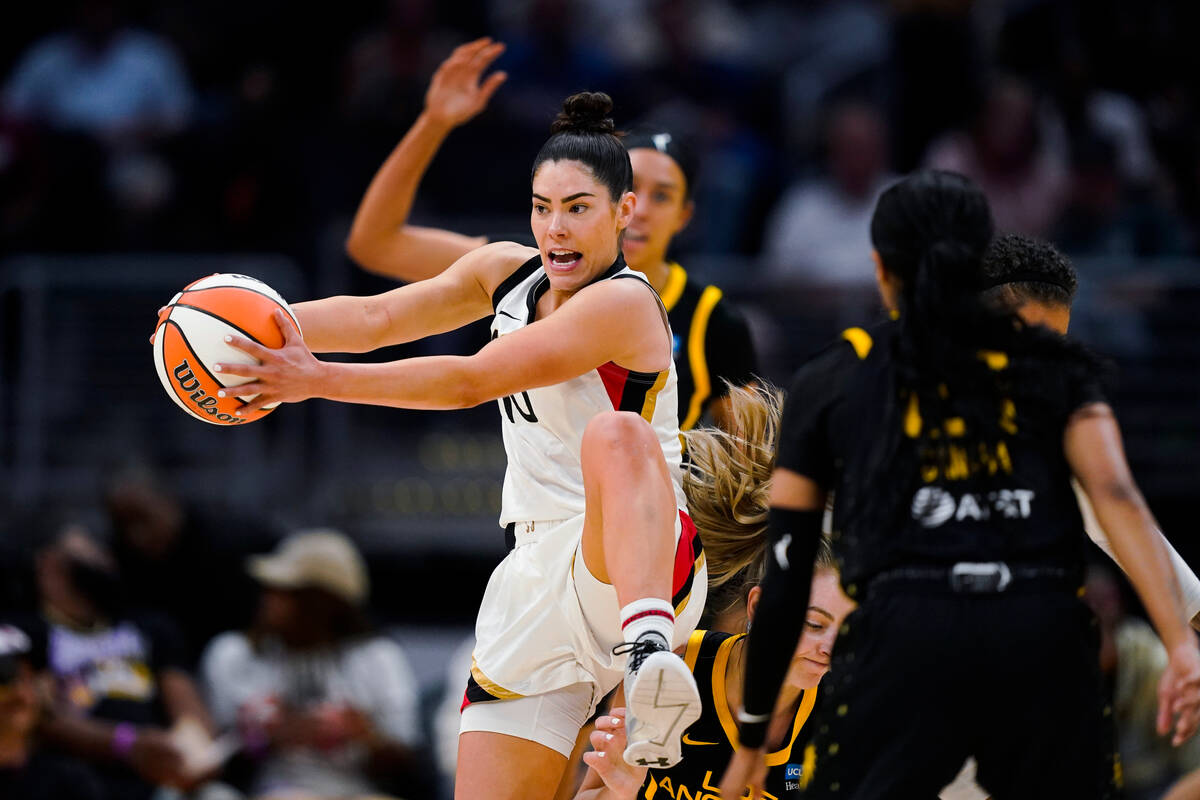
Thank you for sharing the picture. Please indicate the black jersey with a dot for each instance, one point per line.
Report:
(712, 344)
(708, 744)
(971, 500)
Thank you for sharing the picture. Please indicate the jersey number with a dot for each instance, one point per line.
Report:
(514, 401)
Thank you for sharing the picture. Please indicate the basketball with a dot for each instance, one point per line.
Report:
(190, 338)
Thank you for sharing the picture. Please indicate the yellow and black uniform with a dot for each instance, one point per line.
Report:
(967, 587)
(708, 744)
(712, 344)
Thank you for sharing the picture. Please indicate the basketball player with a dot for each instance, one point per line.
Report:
(949, 435)
(1037, 282)
(606, 555)
(712, 344)
(718, 661)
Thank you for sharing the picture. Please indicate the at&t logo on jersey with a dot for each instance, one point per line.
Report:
(934, 506)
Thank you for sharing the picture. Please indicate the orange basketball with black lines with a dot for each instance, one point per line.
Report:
(190, 338)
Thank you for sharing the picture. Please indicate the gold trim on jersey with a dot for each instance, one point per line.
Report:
(859, 340)
(489, 685)
(677, 278)
(701, 385)
(808, 699)
(652, 396)
(693, 651)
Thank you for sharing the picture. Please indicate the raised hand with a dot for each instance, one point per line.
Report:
(455, 94)
(288, 374)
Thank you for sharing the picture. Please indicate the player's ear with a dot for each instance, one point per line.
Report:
(625, 208)
(753, 597)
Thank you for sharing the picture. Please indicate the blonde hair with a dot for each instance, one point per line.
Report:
(727, 480)
(727, 483)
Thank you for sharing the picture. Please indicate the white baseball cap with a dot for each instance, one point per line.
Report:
(315, 559)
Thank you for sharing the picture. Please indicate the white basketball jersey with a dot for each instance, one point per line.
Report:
(544, 427)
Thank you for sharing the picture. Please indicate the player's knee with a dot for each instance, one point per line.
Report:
(618, 433)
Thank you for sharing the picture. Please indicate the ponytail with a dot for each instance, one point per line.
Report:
(727, 481)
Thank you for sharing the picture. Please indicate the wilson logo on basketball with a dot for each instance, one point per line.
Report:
(187, 382)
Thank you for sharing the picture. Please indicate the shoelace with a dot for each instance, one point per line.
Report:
(639, 650)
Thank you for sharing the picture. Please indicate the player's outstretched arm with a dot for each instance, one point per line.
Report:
(457, 296)
(1189, 584)
(607, 322)
(1093, 449)
(381, 239)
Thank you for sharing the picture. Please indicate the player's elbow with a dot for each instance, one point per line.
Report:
(467, 388)
(360, 250)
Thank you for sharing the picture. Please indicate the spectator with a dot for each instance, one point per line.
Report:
(171, 554)
(820, 232)
(1015, 155)
(1108, 216)
(119, 683)
(27, 770)
(1134, 659)
(323, 707)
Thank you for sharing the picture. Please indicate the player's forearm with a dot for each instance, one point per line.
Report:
(389, 198)
(429, 383)
(341, 324)
(1140, 551)
(347, 324)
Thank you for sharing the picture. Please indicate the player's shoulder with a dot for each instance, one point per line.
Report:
(502, 266)
(504, 257)
(845, 353)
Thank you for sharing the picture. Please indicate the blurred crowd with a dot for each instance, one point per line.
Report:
(225, 126)
(150, 654)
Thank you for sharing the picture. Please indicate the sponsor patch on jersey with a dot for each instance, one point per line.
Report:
(934, 506)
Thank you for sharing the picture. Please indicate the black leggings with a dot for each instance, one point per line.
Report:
(922, 679)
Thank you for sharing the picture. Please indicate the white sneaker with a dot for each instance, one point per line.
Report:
(661, 702)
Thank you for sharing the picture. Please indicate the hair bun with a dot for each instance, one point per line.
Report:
(585, 113)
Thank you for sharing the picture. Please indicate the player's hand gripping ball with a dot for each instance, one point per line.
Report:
(190, 338)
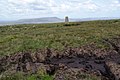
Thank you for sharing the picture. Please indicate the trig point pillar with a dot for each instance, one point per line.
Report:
(66, 19)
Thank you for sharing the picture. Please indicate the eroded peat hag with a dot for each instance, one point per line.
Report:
(72, 63)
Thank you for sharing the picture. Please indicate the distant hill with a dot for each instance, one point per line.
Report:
(50, 20)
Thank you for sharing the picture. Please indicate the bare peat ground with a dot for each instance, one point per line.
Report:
(70, 64)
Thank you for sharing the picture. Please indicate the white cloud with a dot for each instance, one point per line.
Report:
(39, 8)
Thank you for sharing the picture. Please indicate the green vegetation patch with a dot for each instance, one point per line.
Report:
(17, 38)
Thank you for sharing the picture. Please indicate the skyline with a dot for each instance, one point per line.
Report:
(20, 9)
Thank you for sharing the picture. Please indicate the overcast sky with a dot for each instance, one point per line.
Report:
(18, 9)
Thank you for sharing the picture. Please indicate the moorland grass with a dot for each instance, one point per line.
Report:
(17, 38)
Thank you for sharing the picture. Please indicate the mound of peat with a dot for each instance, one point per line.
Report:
(87, 59)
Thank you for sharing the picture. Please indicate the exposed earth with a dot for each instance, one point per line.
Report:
(69, 63)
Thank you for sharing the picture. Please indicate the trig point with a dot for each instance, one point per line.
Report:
(66, 19)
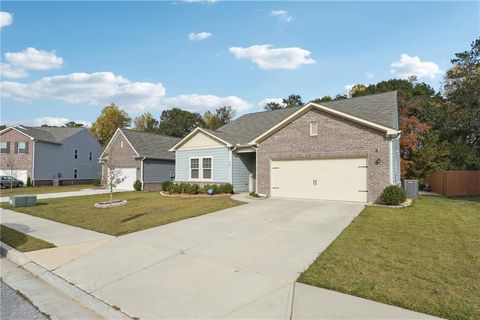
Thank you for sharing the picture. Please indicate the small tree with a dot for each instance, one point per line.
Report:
(113, 176)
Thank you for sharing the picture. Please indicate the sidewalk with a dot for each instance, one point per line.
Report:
(46, 298)
(84, 192)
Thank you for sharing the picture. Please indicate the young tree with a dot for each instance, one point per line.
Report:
(178, 123)
(293, 100)
(111, 118)
(146, 123)
(221, 117)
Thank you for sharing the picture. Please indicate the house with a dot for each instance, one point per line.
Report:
(48, 154)
(340, 150)
(140, 156)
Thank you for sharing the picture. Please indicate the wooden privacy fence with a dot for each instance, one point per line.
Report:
(455, 182)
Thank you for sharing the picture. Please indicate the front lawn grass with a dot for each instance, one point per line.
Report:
(45, 189)
(21, 241)
(425, 258)
(144, 210)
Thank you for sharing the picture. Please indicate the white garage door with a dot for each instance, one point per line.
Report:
(328, 179)
(18, 174)
(129, 175)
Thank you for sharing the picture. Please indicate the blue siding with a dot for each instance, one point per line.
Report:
(157, 170)
(396, 161)
(220, 163)
(241, 166)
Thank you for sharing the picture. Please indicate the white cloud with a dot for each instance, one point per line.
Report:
(7, 71)
(263, 103)
(202, 103)
(268, 58)
(53, 121)
(348, 88)
(6, 19)
(408, 66)
(282, 15)
(101, 88)
(33, 59)
(200, 1)
(97, 88)
(199, 36)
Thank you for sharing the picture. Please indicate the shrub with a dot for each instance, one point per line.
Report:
(226, 188)
(393, 195)
(167, 186)
(137, 185)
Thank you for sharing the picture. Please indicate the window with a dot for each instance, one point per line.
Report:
(22, 147)
(5, 147)
(194, 168)
(313, 129)
(201, 168)
(207, 168)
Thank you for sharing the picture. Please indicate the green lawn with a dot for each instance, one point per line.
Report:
(46, 189)
(144, 210)
(21, 241)
(425, 258)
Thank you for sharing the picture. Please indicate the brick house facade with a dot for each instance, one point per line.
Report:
(337, 138)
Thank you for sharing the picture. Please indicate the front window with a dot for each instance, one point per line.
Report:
(194, 169)
(22, 147)
(207, 168)
(5, 147)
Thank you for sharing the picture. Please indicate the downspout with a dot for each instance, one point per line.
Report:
(33, 162)
(231, 164)
(141, 172)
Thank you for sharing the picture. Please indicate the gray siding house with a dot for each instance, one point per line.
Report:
(340, 150)
(140, 156)
(48, 154)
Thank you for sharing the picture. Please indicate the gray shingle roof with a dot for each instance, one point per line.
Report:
(379, 108)
(49, 134)
(151, 145)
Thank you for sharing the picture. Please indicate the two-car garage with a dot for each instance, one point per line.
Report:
(343, 179)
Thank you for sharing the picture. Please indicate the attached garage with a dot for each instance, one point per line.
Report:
(129, 175)
(343, 179)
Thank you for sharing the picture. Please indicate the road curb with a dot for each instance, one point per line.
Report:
(101, 308)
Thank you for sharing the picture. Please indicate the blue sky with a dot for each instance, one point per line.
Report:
(65, 61)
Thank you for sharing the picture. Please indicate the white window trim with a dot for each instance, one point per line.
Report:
(24, 149)
(200, 168)
(313, 133)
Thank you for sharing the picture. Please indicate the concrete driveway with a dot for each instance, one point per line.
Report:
(236, 263)
(212, 265)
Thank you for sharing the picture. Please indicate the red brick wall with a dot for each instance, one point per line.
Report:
(20, 161)
(337, 137)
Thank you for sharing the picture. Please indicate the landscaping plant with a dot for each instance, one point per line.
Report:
(393, 195)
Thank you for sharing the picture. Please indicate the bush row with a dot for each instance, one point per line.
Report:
(192, 188)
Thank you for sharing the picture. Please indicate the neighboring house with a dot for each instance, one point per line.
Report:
(140, 156)
(340, 150)
(48, 154)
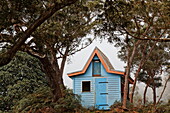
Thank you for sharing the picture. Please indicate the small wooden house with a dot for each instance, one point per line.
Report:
(99, 84)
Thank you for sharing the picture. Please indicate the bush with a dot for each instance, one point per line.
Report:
(70, 103)
(41, 102)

Exercise - Begin at the first line of the material and copy each line exactly through the one containing "the basketball player". Omit pictures.

Task result -
Thank you for sharing the picture. Please indicate the black jersey with a dot for each instance, one point per line.
Report:
(712, 344)
(708, 744)
(971, 500)
Thank you for sharing the picture. Please indicate the jersey number with a dot for each instance, one point per line.
Report:
(514, 401)
Thank you for sharing the picture. Please indicate the basketball with a dot for each instance, one point per line.
Report:
(190, 338)
Thank you for sharing the picture. Please indicate the yellow and black uniform with a dot for each instance, one point per line.
Report:
(967, 587)
(708, 744)
(712, 344)
Thank you for sharing the picture. Please indicate the basketball player with a dot for each instance, one point per line.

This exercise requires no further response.